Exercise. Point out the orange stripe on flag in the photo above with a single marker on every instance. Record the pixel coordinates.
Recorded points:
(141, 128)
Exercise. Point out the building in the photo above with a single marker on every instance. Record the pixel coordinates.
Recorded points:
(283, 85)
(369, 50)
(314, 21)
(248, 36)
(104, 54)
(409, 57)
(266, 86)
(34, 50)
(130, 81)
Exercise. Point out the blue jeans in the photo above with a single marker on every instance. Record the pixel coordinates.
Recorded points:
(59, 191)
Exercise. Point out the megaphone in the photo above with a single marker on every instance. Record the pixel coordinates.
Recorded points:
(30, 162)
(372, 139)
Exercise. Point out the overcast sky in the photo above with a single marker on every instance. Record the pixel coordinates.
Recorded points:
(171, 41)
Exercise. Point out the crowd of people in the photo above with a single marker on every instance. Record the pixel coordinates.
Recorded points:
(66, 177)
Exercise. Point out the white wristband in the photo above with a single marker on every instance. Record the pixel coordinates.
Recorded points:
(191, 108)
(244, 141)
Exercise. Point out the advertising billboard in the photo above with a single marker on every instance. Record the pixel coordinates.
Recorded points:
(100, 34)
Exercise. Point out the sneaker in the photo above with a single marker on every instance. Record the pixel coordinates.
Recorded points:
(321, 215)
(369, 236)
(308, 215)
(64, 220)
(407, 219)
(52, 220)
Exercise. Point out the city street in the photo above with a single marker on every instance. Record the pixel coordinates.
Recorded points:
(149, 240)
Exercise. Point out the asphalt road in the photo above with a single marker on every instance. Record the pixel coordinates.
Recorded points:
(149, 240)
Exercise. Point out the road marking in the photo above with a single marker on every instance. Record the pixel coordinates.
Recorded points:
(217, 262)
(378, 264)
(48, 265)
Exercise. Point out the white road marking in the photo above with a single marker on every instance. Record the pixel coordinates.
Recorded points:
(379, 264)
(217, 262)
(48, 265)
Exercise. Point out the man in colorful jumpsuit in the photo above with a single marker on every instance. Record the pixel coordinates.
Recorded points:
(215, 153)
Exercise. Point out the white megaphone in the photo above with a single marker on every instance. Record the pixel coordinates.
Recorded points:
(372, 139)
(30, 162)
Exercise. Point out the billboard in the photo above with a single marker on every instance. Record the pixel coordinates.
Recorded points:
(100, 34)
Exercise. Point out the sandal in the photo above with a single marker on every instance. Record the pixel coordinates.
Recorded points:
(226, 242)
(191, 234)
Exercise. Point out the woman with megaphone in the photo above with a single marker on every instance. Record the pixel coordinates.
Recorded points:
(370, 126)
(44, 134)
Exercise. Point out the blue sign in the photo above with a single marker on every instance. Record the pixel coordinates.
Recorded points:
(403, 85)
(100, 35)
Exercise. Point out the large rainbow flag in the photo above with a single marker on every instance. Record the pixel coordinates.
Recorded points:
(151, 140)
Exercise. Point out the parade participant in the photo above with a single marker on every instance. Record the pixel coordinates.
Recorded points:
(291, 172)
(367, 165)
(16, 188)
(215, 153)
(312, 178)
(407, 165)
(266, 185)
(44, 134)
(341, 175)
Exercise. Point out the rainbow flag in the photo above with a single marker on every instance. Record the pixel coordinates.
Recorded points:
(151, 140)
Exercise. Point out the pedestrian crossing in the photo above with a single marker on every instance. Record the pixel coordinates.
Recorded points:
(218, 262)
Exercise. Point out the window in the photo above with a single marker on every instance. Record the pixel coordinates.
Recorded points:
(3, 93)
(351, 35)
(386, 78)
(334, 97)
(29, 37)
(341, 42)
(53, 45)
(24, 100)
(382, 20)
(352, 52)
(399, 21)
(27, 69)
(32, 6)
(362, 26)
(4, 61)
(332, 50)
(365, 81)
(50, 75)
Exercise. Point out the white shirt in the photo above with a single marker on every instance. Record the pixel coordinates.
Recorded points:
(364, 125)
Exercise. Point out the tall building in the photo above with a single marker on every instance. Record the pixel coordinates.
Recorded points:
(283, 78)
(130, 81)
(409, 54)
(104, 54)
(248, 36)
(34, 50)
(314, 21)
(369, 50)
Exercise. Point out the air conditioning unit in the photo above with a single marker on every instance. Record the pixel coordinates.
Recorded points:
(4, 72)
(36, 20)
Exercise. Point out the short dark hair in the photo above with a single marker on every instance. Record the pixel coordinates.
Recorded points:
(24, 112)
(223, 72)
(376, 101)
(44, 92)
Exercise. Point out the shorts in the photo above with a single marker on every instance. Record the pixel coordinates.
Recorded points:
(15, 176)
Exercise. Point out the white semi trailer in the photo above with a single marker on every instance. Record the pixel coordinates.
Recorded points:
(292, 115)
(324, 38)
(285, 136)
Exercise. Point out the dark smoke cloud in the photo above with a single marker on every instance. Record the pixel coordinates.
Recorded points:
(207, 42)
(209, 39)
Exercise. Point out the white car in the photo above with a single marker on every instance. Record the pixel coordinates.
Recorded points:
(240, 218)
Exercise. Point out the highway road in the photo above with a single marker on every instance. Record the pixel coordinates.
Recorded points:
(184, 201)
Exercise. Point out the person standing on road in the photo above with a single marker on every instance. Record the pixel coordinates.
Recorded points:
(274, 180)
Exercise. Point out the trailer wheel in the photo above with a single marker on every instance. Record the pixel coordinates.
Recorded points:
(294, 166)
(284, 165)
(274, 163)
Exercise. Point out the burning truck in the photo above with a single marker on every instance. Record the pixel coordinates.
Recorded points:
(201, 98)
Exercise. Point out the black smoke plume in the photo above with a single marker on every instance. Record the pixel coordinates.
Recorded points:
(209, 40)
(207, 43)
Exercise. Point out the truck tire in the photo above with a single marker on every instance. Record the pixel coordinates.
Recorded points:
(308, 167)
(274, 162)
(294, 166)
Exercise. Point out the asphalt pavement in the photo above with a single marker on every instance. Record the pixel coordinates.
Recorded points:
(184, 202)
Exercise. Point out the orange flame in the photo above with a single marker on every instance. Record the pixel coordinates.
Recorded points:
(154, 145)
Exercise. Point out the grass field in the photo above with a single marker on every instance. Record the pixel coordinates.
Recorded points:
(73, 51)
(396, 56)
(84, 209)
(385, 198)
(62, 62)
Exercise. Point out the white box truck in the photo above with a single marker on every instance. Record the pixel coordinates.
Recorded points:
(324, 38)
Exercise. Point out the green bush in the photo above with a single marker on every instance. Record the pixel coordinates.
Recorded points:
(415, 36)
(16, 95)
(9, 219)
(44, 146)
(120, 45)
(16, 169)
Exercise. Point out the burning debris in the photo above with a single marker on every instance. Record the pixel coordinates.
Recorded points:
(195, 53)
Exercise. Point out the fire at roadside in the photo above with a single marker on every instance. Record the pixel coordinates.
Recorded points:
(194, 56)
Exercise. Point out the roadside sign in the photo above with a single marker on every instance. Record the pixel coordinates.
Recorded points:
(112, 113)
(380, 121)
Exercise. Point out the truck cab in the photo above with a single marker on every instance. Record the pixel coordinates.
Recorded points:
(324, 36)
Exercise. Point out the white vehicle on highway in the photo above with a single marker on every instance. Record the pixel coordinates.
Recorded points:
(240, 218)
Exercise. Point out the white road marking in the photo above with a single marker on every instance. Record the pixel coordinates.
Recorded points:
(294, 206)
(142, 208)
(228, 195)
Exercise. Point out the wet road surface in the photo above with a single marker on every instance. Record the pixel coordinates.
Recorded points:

----------

» **DESCRIPTION OF THE TASK**
Please output the complete data exactly.

» **FULL SOLUTION**
Exercise. Point out the orange stripe on flag in the photo above with a single marker on every instance. Record the pixel coordinates.
Recorded points:
(141, 128)
Exercise. Point out the building in the photo above with a single marker on every instance. Record the pixel coordinates.
Recorded points:
(283, 85)
(369, 50)
(314, 21)
(248, 36)
(104, 54)
(409, 57)
(266, 86)
(34, 50)
(130, 81)
Exercise. Point out the blue jeans in the photo above with a single marker on every instance. Record the pixel coordinates.
Recorded points:
(59, 191)
Exercise. Point out the megaphone in the photo above with a single marker on every instance. Record the pixel coordinates.
Recorded points:
(30, 162)
(372, 139)
Exercise. Point out the overcast sky in the photo above with a single marker on every instance. Record the pixel coordinates.
Recorded points:
(171, 41)
Exercise. Point out the crowd of people in the photo above with a single marker on every instance. Record the pixel coordinates.
Recorded points:
(66, 177)
Exercise. Point out the white wristband in the photo above with a single marker on every instance. Record the pixel coordinates.
Recorded points:
(191, 108)
(244, 141)
Exercise. Point out the advertising billboard in the photo above with a single marker on every instance. Record the pixel coordinates.
Recorded points:
(100, 34)
Exercise. Point out the sneaker in the photo above with a single marker on every instance. Record the pixel coordinates.
Recorded points:
(321, 215)
(369, 236)
(308, 215)
(64, 220)
(407, 219)
(52, 220)
Exercise. Point out the city street in the photo above with a single marker on every instance. Record the pixel coordinates.
Recorded points:
(149, 240)
Exercise. Point out the asphalt road in the photo above with a single marker on every instance. Record the pixel coordinates.
Recorded points:
(149, 240)
Exercise. Point out the road marking in the photo above with a single marker on every instance. Record the pixel coordinates.
Recorded points:
(217, 262)
(378, 264)
(48, 265)
Exercise. Point out the white road marking in the photo above with a single marker on every instance. Record the pixel coordinates.
Recorded points:
(379, 264)
(217, 262)
(48, 265)
Exercise. Point out the man in colorful jumpsuit in the photo above with a single marker on every instance. Record the pixel coordinates.
Recorded points:
(215, 153)
Exercise. Point out the white megaphone in the photo above with a single marker on every instance. Record the pixel coordinates.
Recorded points:
(372, 139)
(30, 162)
Exercise. Point out the billboard in the photo above with a single marker on every instance. Record the pixel coordinates.
Recorded points:
(100, 34)
Exercise. Point out the sandal in the photo above with a single marker on every instance. Record the pixel coordinates.
Recorded points:
(226, 242)
(191, 234)
Exercise. Point out the woman with megaphone in the photo above with a single marker on every instance. Record the pixel coordinates.
Recorded points:
(370, 126)
(44, 134)
Exercise. Point out the blue sign in the photo above with a single marker on every instance. Record the pixel coordinates.
Recorded points:
(403, 85)
(100, 35)
Exercise. Point out the large rainbow flag in the photo above with a single marker on every instance. Record the pixel coordinates.
Recorded points:
(151, 140)
Exercise. Point out the parade participant in the photo above with a single marker on every instance. Record the pixel coordinates.
Recorded points:
(291, 172)
(367, 165)
(16, 188)
(215, 153)
(312, 178)
(407, 165)
(266, 185)
(44, 134)
(341, 175)
Exercise. Point out the rainbow flag in the photo above with a single marker on every instance. Record the pixel coordinates.
Recorded points:
(151, 140)
Exercise. Point out the pedestrian crossing in the photo above with a single marker on every instance. Record the pixel coordinates.
Recorded points:
(218, 262)
Exercise. Point out the window in the photo above with a single marker on every instance. Record the pixel coordinates.
Recorded points:
(3, 93)
(351, 35)
(386, 78)
(334, 97)
(29, 37)
(341, 42)
(53, 45)
(24, 100)
(382, 20)
(352, 52)
(399, 21)
(27, 69)
(32, 6)
(362, 26)
(4, 61)
(332, 50)
(365, 81)
(50, 75)
Exercise. Point out the white shirt in the photo above with a single marker on every instance. Record the pixel coordinates.
Recorded points:
(364, 125)
Exercise. Point out the tall building in the photo above with a single marker on every instance. Record the pixel coordinates.
Recorded points:
(283, 78)
(130, 81)
(409, 54)
(104, 54)
(248, 36)
(34, 50)
(314, 21)
(369, 50)
Exercise. Point out the air conditioning unit in the photo above with a single marker on every instance. Record the pixel coordinates.
Recorded points:
(4, 72)
(36, 20)
Exercise. Point out the short dark hair in the photo above with a single marker on every instance. Record the pixel coordinates.
Recorded points:
(24, 112)
(223, 72)
(376, 101)
(44, 92)
Exercise. Point out the shorts in the photo above with a single marker on every instance. Record the pixel coordinates.
Recorded points:
(15, 176)
Exercise. Point out the white semi trailer in the photo above with a single marker on every instance. Record the pixel coordinates.
Recorded points:
(292, 115)
(324, 38)
(285, 136)
Exercise. Point out the dark smoke cloud in the photo above with a single marker on every instance. Record the pixel coordinates.
Recorded points:
(207, 42)
(209, 39)
Exercise. Point out the white car in the photo above with a single marker on every instance. Record the pixel coordinates.
Recorded points:
(240, 218)
Exercise. Point out the highway road in the photo above with a single marker on every instance. Record the pixel coordinates.
Recorded points:
(184, 201)
Exercise. Point out the person standing on road in the photo above with a single marker on every instance. Record the pixel coordinates.
Recorded points:
(274, 180)
Exercise. Point out the trailer wheel in the photo above with a single marker on every instance. Record the pixel coordinates.
Recorded points:
(294, 166)
(284, 165)
(274, 163)
Exercise. Point out the burning truck in the photo above with a single marker on every instance. Record the pixel coordinates.
Recorded points:
(201, 98)
Exercise. Point out the black smoke plume in the photo above with a single marker on every instance. Record the pixel coordinates.
Recorded points:
(209, 40)
(207, 43)
Exercise. Point out the truck tire in the photo above with a single marker on every instance. Record the pixel coordinates.
Recorded points:
(308, 167)
(274, 162)
(294, 166)
Exercise. Point out the asphalt pavement in the photo above with a single marker on every instance. Record the pixel coordinates.
Recorded points:
(184, 202)
Exercise. Point out the orange flame in the photo above with a single marker on every instance. Record the pixel coordinates.
Recorded points:
(154, 145)
Exercise. Point out the grass field in the photo above with a single marker on every instance. Record the pixel coordinates.
Recorded points:
(73, 51)
(396, 56)
(84, 209)
(385, 198)
(62, 62)
Exercise. Point out the white box truck in the photo above with a single marker on every instance. Record the pixel coordinates.
Recorded points:
(324, 38)
Exercise. Point out the green bush in the photo above with a single marker on every instance. Record the pixel coordinates.
Recorded points:
(415, 36)
(16, 95)
(9, 219)
(44, 146)
(120, 45)
(16, 169)
Exercise. Point out the burning debris in the photo above with a single marker on every instance. Record the pixel coordinates.
Recorded points:
(195, 53)
Exercise. Point out the fire at roadside in the photo above with a single marker on every instance. Record the pixel coordinates.
Recorded points:
(194, 56)
Exercise. Point out the roadside sign in the photo above with a single marker on every instance. Record the pixel coordinates.
Recorded points:
(112, 113)
(380, 121)
Exercise. Point out the truck cab in the photo above with a single marker on every instance. Record the pixel coordinates.
Recorded points:
(324, 36)
Exercise. Point out the white vehicle on highway in the photo above with a single marker on every instance. Record the pixel coordinates.
Recorded points:
(240, 218)
Exercise. Point out the white road marking in the photo above with a single marker on every instance. Record the pixel coordinates.
Recorded points:
(294, 206)
(142, 208)
(228, 195)
Exercise. Point out the wet road surface in the photo above with a single marker on every instance. Record the pixel coordinates.
Recorded points:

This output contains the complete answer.